----- Entries shown
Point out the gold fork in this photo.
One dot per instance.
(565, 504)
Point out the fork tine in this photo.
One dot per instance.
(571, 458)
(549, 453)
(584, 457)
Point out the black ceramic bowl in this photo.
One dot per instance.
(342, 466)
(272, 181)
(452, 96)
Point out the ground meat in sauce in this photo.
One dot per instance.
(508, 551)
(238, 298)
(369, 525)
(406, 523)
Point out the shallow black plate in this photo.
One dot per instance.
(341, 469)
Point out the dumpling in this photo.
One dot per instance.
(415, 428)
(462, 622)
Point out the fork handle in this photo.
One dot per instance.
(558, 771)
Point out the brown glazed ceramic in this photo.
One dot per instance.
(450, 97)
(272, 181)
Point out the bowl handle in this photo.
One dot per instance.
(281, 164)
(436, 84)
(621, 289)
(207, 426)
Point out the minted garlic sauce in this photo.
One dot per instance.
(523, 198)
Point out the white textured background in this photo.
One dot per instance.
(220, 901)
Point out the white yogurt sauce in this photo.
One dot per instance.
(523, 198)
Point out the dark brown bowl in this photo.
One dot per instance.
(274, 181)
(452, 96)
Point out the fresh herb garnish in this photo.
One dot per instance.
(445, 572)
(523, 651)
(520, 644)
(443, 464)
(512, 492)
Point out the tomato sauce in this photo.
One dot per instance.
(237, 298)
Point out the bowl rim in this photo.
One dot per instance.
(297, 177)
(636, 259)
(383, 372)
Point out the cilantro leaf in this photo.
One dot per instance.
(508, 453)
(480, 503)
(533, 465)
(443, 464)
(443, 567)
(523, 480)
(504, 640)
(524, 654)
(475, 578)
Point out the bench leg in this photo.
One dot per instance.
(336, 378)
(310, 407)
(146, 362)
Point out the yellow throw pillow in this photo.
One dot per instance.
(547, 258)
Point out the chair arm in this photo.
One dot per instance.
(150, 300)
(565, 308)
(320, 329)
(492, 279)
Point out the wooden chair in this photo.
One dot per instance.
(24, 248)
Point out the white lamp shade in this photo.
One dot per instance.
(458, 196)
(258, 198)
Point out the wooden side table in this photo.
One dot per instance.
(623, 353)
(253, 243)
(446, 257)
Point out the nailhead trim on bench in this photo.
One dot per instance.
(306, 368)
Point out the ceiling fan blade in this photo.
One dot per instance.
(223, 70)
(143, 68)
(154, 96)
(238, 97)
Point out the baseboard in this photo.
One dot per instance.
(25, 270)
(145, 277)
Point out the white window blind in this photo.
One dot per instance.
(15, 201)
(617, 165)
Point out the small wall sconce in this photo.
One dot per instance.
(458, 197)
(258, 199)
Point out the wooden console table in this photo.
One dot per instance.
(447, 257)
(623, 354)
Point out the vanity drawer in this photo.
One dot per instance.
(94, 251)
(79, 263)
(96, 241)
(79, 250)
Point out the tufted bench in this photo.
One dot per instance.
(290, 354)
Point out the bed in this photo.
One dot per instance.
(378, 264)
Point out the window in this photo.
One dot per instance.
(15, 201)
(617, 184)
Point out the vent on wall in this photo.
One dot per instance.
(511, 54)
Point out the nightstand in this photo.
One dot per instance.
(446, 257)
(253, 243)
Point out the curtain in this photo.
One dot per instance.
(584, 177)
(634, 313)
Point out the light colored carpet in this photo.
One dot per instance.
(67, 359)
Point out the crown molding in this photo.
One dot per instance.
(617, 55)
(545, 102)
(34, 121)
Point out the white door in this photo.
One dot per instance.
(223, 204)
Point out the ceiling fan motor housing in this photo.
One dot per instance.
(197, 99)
----------
Please reproduce the entire listing, exactly as shown.

> Written reply:
Point out the gold fork in this photo.
One dot per instance.
(565, 504)
Point out the fork tine in this photo.
One dot per instance.
(571, 458)
(549, 453)
(584, 457)
Point out the black ceramic bowl in this photo.
One dot per instance.
(342, 466)
(272, 181)
(452, 96)
Point out the ground meat in sauce in this photo.
One dot per instance.
(508, 551)
(238, 298)
(369, 525)
(406, 523)
Point out the shallow black plate in this photo.
One dot per instance.
(341, 469)
Point out the dumpling in this photo.
One dot per instance.
(415, 428)
(462, 622)
Point out the fork handle in this photo.
One dot per instance.
(558, 771)
Point out the brown glazed ceramic in this photo.
One dot per instance.
(450, 97)
(272, 181)
Point out the bowl handle in this photo.
One dot per instance.
(281, 164)
(436, 84)
(621, 289)
(207, 426)
Point out the minted garlic sauce in this photo.
One dot per instance.
(523, 198)
Point out the white textured background in this photo.
One dot per instance.
(220, 901)
Point out the white yogurt sauce in this photo.
One dot per instance.
(523, 198)
Point out the dark brown bowl in this photo.
One dot per instance.
(274, 181)
(452, 96)
Point out the fresh herb garnish in this photo.
One dot per instance.
(445, 572)
(523, 651)
(520, 644)
(443, 464)
(512, 492)
Point out the tomato sauce in this photo.
One dot per instance.
(237, 298)
Point out the bowl rim in this photo.
One dot per instance.
(297, 177)
(636, 259)
(383, 372)
Point out the cilantro leaf in this photo.
One dot per instance.
(508, 453)
(480, 503)
(533, 465)
(443, 464)
(443, 567)
(523, 480)
(504, 640)
(524, 654)
(475, 578)
Point out the bench leg in this photo.
One dot per instance.
(336, 378)
(310, 407)
(146, 362)
Point out the yellow throw pillow in this photo.
One dot per instance.
(547, 258)
Point out the chair arm in this photo.
One dot per instance.
(150, 300)
(565, 308)
(320, 329)
(492, 279)
Point out the wooden chair in this photo.
One dot per instance.
(24, 248)
Point out the white lamp shade in this photo.
One dot per instance.
(458, 196)
(258, 198)
Point out the wooden side table in this photo.
One dot per instance.
(623, 353)
(253, 243)
(446, 257)
Point out the nailhead trim on bench in this photo.
One dot per instance.
(306, 368)
Point out the ceiling fan blade in this photo.
One dot per instance.
(223, 70)
(143, 68)
(154, 96)
(238, 97)
Point out the baseboard in this photo.
One dot per instance.
(25, 270)
(145, 277)
Point out the white window blind in this photo.
One dot per instance.
(15, 201)
(617, 165)
Point out the small wall sconce in this photo.
One dot per instance.
(458, 197)
(258, 199)
Point out the wooden console table in this photo.
One dot per instance.
(447, 257)
(623, 354)
Point out the vanity drawer in this photo.
One dot per instance.
(94, 251)
(79, 263)
(96, 241)
(79, 250)
Point out the tufted bench in this photo.
One dot per instance.
(290, 354)
Point out the bed in this photo.
One dot per instance.
(378, 264)
Point out the window in this photo.
One dot per instance.
(15, 201)
(617, 184)
Point out the vent on wall in this photo.
One dot per instance.
(511, 54)
Point out the nightstand in this photo.
One dot per instance.
(446, 257)
(253, 243)
Point out the curtain in this photo.
One dot per instance.
(584, 177)
(634, 313)
Point out the light colored carpet in this photo.
One dot per instance.
(67, 359)
Point out the crown molding in this photo.
One dot per instance.
(617, 55)
(545, 102)
(34, 121)
Point out the white door in this photo.
One dot per instance.
(223, 204)
Point out the ceiling fan motor housing in this photo.
One dot per instance.
(197, 99)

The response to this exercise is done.